YOUR INSTRUCTIONS —
All the data should come back exactly as it was given.

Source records
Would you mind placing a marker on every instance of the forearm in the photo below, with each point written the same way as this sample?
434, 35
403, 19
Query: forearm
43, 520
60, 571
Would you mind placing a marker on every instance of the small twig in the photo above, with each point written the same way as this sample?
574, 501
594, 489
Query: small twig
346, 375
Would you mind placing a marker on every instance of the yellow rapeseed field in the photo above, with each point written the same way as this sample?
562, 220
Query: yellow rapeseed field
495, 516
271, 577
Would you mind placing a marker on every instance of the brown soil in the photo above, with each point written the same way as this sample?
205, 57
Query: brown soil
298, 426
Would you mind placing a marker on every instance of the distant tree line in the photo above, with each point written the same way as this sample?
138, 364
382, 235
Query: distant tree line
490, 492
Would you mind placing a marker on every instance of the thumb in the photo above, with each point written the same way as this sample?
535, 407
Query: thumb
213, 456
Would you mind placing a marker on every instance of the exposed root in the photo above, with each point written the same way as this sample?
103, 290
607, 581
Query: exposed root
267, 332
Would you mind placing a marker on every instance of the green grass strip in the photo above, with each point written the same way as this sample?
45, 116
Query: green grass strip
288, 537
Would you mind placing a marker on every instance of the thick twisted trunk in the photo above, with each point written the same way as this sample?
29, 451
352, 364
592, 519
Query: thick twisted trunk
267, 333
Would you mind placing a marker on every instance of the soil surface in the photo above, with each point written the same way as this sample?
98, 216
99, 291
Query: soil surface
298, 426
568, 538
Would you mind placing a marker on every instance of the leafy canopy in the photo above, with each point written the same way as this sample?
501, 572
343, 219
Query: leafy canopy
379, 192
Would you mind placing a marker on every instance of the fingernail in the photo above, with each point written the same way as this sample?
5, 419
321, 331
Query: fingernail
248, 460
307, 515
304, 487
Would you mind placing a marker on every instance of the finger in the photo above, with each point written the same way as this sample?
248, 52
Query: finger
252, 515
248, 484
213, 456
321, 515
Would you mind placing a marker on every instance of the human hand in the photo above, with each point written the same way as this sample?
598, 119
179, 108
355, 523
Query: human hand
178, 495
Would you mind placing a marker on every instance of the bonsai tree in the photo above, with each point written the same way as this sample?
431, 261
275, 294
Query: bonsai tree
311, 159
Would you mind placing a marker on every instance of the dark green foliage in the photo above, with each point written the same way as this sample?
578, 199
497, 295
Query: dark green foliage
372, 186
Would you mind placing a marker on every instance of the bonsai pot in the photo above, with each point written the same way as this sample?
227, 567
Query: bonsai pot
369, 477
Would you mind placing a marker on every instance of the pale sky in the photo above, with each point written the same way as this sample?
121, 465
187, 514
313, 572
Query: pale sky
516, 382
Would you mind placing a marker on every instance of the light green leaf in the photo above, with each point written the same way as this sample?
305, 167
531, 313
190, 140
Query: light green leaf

SOLUTION FOR THIS EXERCISE —
Would you mind placing a marker on every instance of the forearm in the photo below, with each point written the same way as this sample?
434, 35
403, 19
Query: forearm
43, 520
60, 571
Would you mind placing a marker on every instance of the small twig in the photo above, with each point written the same way as this sample?
574, 501
594, 489
Query: small twig
346, 375
Would you mind placing a marker on every instance of the yellow rapeseed field in the photo above, with each point written the same way as this sample?
562, 220
Query: yellow rapeseed field
495, 516
271, 577
Would you mind placing a marker on every instance of the brown soil in the photo above, with each point written the same way as this sample?
205, 57
Query: brown soil
298, 426
Would you mind placing a marker on every instance of the distant tree line in the photo above, with each point written the same way as this sample?
138, 364
382, 235
Query: distant tree line
490, 492
Would you mind placing a marker on every instance of the thumb in the photo above, with each point written the same way as this sample?
535, 407
Query: thumb
213, 456
Would you mind placing a marker on every instance of the exposed root in the photo above, with each point written the same way as this sample?
103, 290
607, 581
Query: exposed root
267, 332
Would you mind placing a marker on every instance of the green grass strip in the photo above, with each point written the same way as this sample?
45, 116
Query: green grass strip
288, 537
Would you mind placing a marker on every instance of the thick twisted trunk in the photo above, with each point written the same way as this sample?
29, 451
352, 364
592, 519
Query: thick twisted trunk
267, 333
Would you mind placing a marker on every instance of the soil surface in the photo above, with each point written the same way as this sample?
98, 216
99, 291
Query: soil surface
298, 426
568, 538
Would you mind placing a marker on every instance of the leafy canopy in the photo above, with each point written the same way as this sample?
501, 572
343, 219
Query: leafy canopy
379, 192
Would you mind placing a marker on every instance of the fingernail in the photo above, with each point written the same way as this sample?
5, 419
321, 331
Query: fingernail
248, 460
307, 515
304, 487
Would you mind placing a marker on every instance of the finger in the photo above, with each point written the same way as this sample?
248, 52
Query: finger
252, 515
248, 484
213, 456
321, 515
Would you mind placing a marker on every instance of the human hand in the photo above, with each point written the same way as this sample?
598, 119
179, 108
355, 523
Query: human hand
178, 495
Would you mind placing a marker on every instance of the bonsai tree in the photo above, with each point written the same way as this sample?
431, 261
275, 294
Query: bonsai tree
311, 159
Would you mind placing a marker on every instance of the dark green foliage in the photo above, with each point written the same way as this sample?
578, 199
497, 295
Query: dark green foliage
372, 186
Would you mind placing a marker on every instance of the bonsai pot in the photo above, with each point written the same way as this sample?
227, 567
Query: bonsai pot
369, 477
Would you mind placing a marker on every instance of the pale sky in the photo above, with each point written the same way as this sample?
121, 465
187, 514
313, 572
Query: pale sky
516, 382
Would you mind placing a marker on every instance of the light green leaf in the photo above, with each point written the same way as this sample?
305, 167
531, 313
190, 140
Query: light green leaf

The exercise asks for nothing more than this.